━━━━━ MATERIAL SHOWN ━━━━━

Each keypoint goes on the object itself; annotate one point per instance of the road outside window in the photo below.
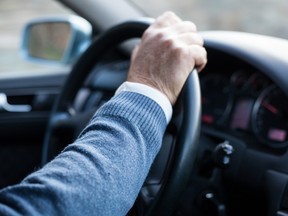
(13, 16)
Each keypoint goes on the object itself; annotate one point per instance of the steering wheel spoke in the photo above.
(173, 166)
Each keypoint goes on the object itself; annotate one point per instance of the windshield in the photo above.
(268, 17)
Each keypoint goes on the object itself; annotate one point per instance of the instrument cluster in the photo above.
(247, 103)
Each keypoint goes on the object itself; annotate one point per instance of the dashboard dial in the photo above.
(270, 115)
(215, 90)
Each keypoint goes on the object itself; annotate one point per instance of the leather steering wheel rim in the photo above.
(185, 149)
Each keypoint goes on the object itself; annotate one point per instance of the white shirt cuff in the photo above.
(150, 92)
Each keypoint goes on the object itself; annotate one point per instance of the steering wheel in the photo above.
(157, 197)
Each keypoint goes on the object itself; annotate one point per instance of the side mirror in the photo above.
(56, 40)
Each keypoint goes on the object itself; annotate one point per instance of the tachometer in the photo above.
(270, 117)
(215, 98)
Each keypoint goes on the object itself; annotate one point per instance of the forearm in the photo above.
(102, 172)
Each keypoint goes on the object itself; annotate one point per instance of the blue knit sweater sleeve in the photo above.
(102, 172)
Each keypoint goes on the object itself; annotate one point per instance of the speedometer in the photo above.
(270, 117)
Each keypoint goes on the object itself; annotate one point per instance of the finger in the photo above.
(199, 54)
(188, 39)
(167, 19)
(134, 53)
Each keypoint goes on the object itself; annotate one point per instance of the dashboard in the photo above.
(246, 103)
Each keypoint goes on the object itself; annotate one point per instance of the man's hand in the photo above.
(170, 48)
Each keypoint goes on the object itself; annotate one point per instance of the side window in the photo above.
(13, 16)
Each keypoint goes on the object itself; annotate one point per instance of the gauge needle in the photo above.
(271, 108)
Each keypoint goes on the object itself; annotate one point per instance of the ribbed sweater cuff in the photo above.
(140, 110)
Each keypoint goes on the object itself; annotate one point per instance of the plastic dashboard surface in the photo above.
(244, 101)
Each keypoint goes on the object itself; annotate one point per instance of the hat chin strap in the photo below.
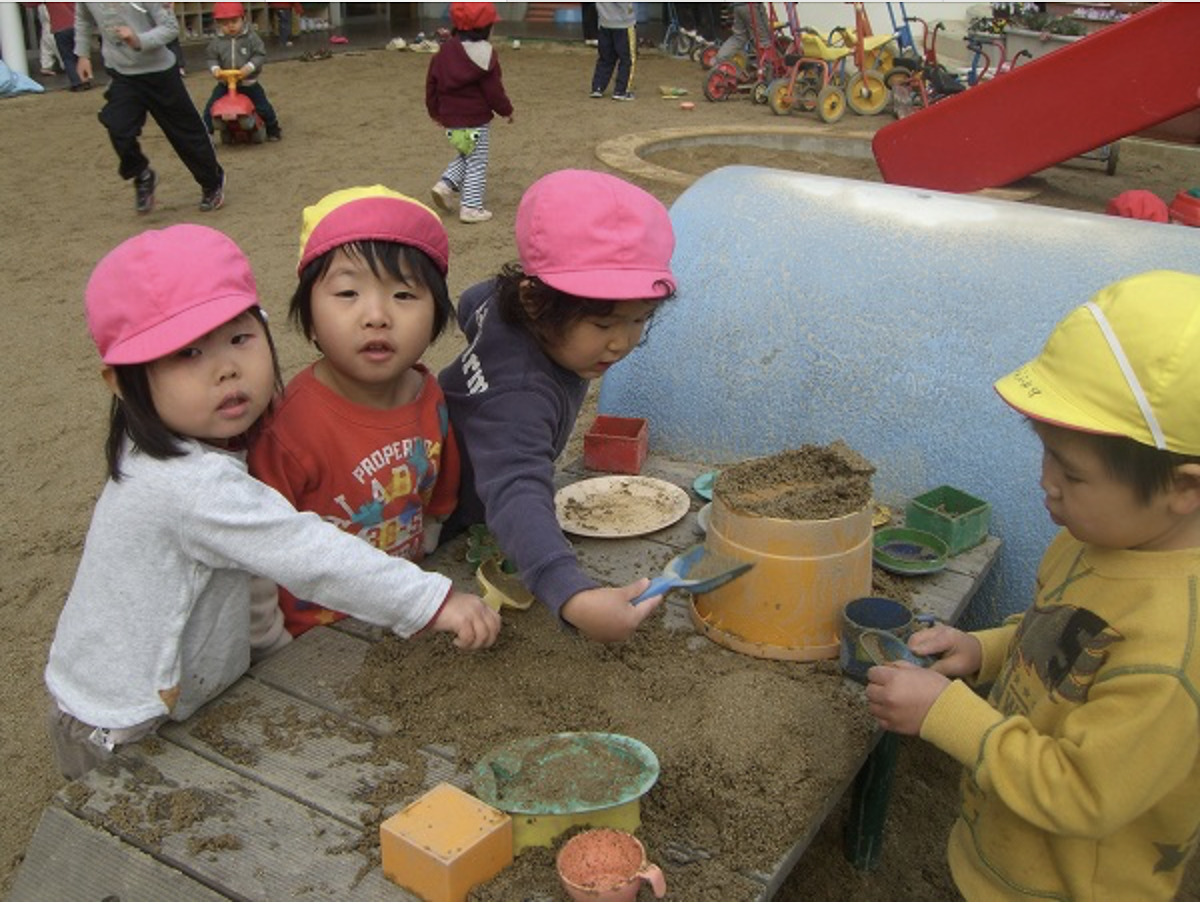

━━━━━

#### [THE REQUEST]
Rewrite all of the lines above, swapping every "photo" for "image" and changing nothing else. Leave the pictures out of your answer.

#### [TASK RESPONSE]
Each keypoint goes on the object itself; annotate one point per instance of the road outside window in the image below.
(13, 16)
Each keypoint goes on the object itself; annotate one point per instance of the steering wheel spoke in the image above.
(173, 166)
Each keypoint goes on the object itself; annotate one point per instance of the windshield in the image above.
(268, 17)
Each keypoint goes on the object itself; annotate one point per instance of the instrument cluster in the image above.
(247, 103)
Each keypoint goes on the object itself; annotate one point per instance of the dashboard dial in the image above.
(270, 115)
(215, 90)
Each keypoint goes on the object itself; annotate one point per instance of the leather steering wheel rim in the image above.
(185, 149)
Each keypoint goes on the object itself; annotate one point per instance of the white shirt cuff in the image above.
(150, 92)
Each keypoint goes on the object itself; annotate one point per instance of the steering wheel in the image above.
(157, 197)
Each keypoint goes on the object itself; annotate one point per instance of the side mirror in the image above.
(56, 40)
Each keypoint goes on the object itself; annotate one point per instance of the tachometer in the image above.
(270, 117)
(215, 98)
Each keypoint goes on the object itself; annotate one point per instance of the forearm in the image above.
(102, 172)
Each keypoint goes on the object itself; annotate one point per instance of the blue knit sweater sleeve in the image above.
(102, 172)
Each keypoint goes on the object itself; annotate one point per instance of the speedometer in the image above.
(270, 117)
Each keypoint goes on the object itself; annotate one point per instance of the finger in the image above.
(199, 54)
(188, 39)
(167, 19)
(134, 53)
Each keypoint goes on the object itself; annotate one point per instance of the dashboard in the image above.
(246, 103)
Each keypoint goes on the object itself; annotate one point per instance of the man's hand in the image above.
(170, 48)
Each keypoint goes on the object itself; annotate one point per instance of the side window in the image above.
(13, 16)
Each keypoint goes on the object itself; annotate one point per instance of the gauge needle in the image above.
(271, 108)
Each keypoint goes on the object itself; annotate one point per instance of the ribbed sweater cuff in the image above.
(140, 110)
Each keypoint goes on the object itself; annotate one point per instance of the plastic dashboard surface in the image above.
(244, 101)
Each keypoint goes on the object itself; annotate one point per instance of the hat chin strap in the image below.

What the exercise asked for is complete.